Objective A — Rescale the records from the line with "TARGET: red car" through the end of the records, giving every line again with its request and multiplying each point coordinate in the answers by 1.1, rounded to whole numbers with halves rounded up. Leave the pictures out.

As an actor, Neil Bhoopalam enjoys doing multiple things: hosting a TV show, acting in plays, shooting for a TV series. You could say the same is true when he is not in character.
We meet the 33-year-old at the newly opened Juhu pub, True Tramm Trunk. Bhoopalam parks himself for a bit behind the bar, then explores the DJ console; he even attempts a power nap on the couch. All this while talking about his new science-meets-life hacks show on Nat Geo, How to Win at Everything with Neil Bhoopalam.
The actor doesn’t hail from an performance arts background, and claims that the only media-related activity he indulged in as a child was watching TV. “After completing BMM (Bachelor of Mass Media) from RD National College [Bandra], I asked my father to give me a year to figure things out. That’s when I had landed one of my earliest acting gigs — a TVC for Orient PSPO fans. They cropped my hair, made me act like a country bumpkin, wear a ganji and a dhoti, but didn’t pay,” says the actor. Eventually, in 2007, he landed a host’s job for Channel [V]’s show, Basement. Today, the actor is not just another VJ. He is simultaneously straddling projects across theatre and TV, and has acclaimed films like Shaitan (2011) and NH10 (2015) to his credit.
About taking up another hosting gig, Bhoopalam reasons that this is the closest the audience will get to knowing him. “When you are hosting, although there’s a script, people still look for a little bit of you. Besides, I love researching. This show involves exhaustive research,” he says. While the programme features several world-record holders, athletes and trainers decoding the science behind various phenomena, Bhoopalam, too, has performed a fair bit. He is seen juggling, playing with yo-yos, sweating it out with a punching bag, and so on. “I made an origami bird too. There’s also a segment on how to open a can without an opener, but a rock,” he says.

Objective B — Write out the Neil Bhoopalam article from "As an actor, Neil" to "with Neil Bhoopalam.".

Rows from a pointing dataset

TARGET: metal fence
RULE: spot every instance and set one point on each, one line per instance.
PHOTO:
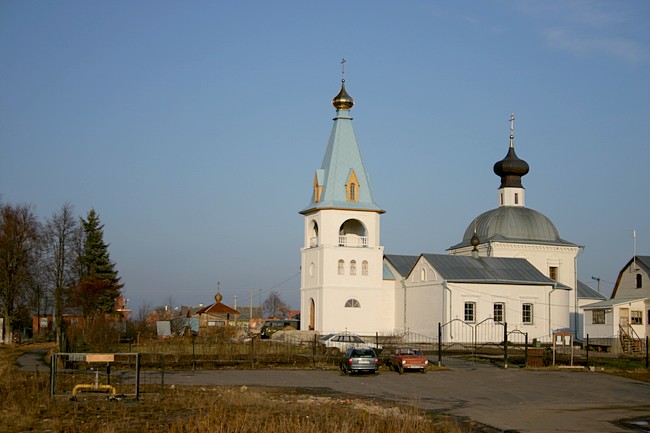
(105, 374)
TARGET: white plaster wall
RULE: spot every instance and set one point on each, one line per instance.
(321, 281)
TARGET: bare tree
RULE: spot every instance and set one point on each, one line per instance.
(274, 306)
(19, 245)
(61, 238)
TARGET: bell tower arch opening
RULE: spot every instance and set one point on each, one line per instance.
(353, 233)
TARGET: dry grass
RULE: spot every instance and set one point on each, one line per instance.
(25, 405)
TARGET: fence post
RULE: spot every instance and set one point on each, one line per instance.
(53, 374)
(137, 376)
(526, 350)
(505, 345)
(439, 344)
(252, 353)
(162, 373)
(193, 352)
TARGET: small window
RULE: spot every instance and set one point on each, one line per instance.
(352, 187)
(352, 303)
(598, 317)
(527, 314)
(470, 311)
(499, 312)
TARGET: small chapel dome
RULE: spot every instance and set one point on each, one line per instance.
(343, 101)
(511, 169)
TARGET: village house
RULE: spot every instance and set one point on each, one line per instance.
(622, 322)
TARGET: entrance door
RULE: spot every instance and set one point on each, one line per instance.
(624, 319)
(312, 314)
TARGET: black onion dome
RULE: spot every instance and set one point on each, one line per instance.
(343, 101)
(511, 169)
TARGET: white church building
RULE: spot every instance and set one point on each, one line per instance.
(511, 266)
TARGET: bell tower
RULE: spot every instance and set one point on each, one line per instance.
(341, 258)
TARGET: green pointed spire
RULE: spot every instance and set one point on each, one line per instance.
(342, 181)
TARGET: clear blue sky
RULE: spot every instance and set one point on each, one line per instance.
(194, 128)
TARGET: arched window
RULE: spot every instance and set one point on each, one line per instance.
(352, 303)
(470, 311)
(352, 187)
(313, 234)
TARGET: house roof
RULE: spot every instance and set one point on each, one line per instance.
(489, 270)
(586, 292)
(642, 261)
(217, 308)
(611, 302)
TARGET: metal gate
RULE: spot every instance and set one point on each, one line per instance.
(462, 343)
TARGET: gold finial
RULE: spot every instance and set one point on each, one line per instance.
(218, 296)
(512, 130)
(343, 101)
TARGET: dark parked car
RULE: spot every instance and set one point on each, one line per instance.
(359, 359)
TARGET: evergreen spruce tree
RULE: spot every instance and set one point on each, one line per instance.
(100, 285)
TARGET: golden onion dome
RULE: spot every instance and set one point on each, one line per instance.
(343, 101)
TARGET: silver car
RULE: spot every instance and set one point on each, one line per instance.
(343, 341)
(359, 359)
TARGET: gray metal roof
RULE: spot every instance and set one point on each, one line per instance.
(388, 274)
(586, 292)
(403, 264)
(490, 270)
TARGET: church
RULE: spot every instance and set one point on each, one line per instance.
(511, 265)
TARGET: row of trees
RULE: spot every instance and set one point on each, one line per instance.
(63, 259)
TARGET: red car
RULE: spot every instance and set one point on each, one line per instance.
(407, 358)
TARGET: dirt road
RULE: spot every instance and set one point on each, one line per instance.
(506, 399)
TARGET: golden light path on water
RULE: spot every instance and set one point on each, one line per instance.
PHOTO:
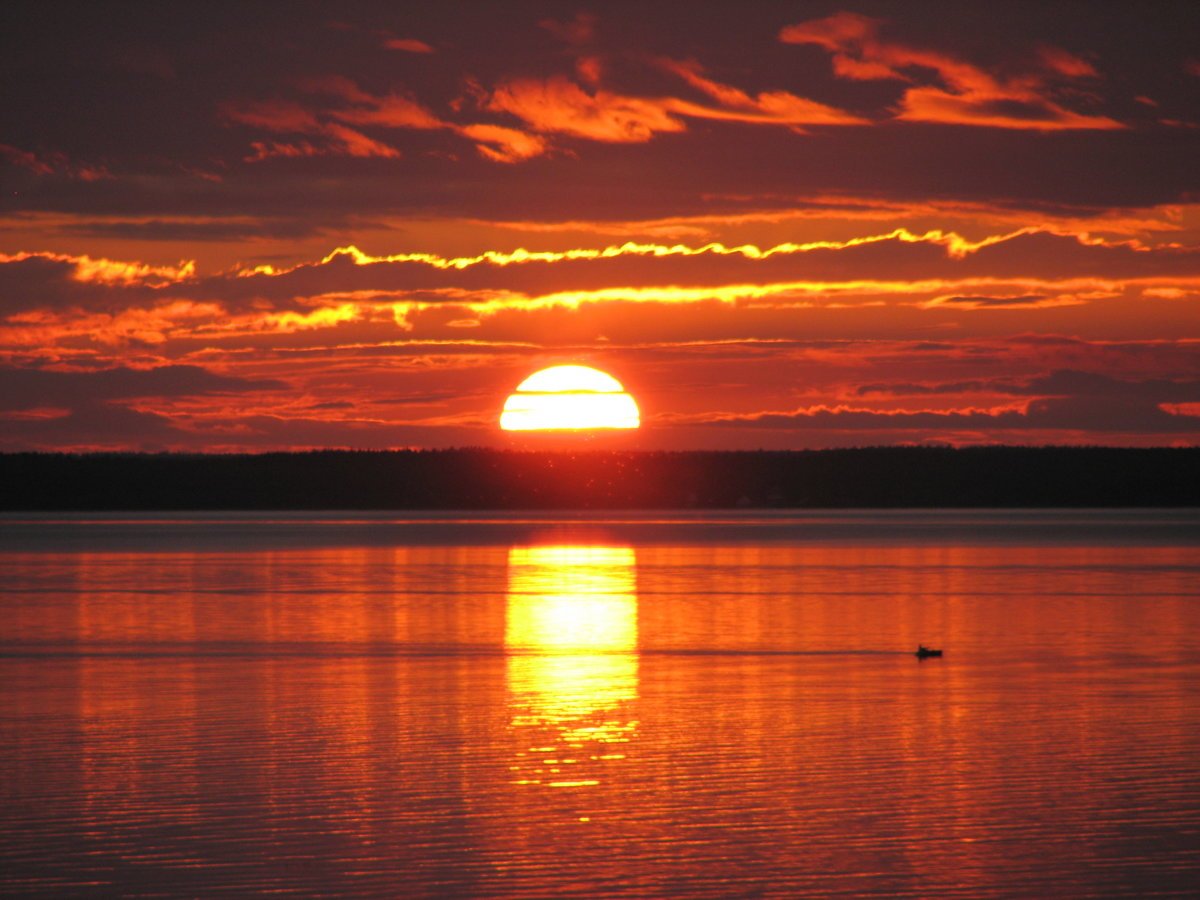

Answer A —
TARGET: red car
RULE: spot every instance and set one point on each, one line per instance.
(448, 394)
TARGET: dirt road
RULE: spot every instance and set one point on each, one line per instance.
(557, 439)
TARGET: golden light path on water
RULE: spot every instance and set one point on each, one line per instance.
PHOTO:

Answer B —
As an actor, Neil Bhoopalam enjoys doing multiple things: hosting a TV show, acting in plays, shooting for a TV series. You could say the same is true when he is not in character.
We meet the 33-year-old at the newly opened Juhu pub, True Tramm Trunk. Bhoopalam parks himself for a bit behind the bar, then explores the DJ console; he even attempts a power nap on the couch. All this while talking about his new science-meets-life hacks show on Nat Geo, How to Win at Everything with Neil Bhoopalam.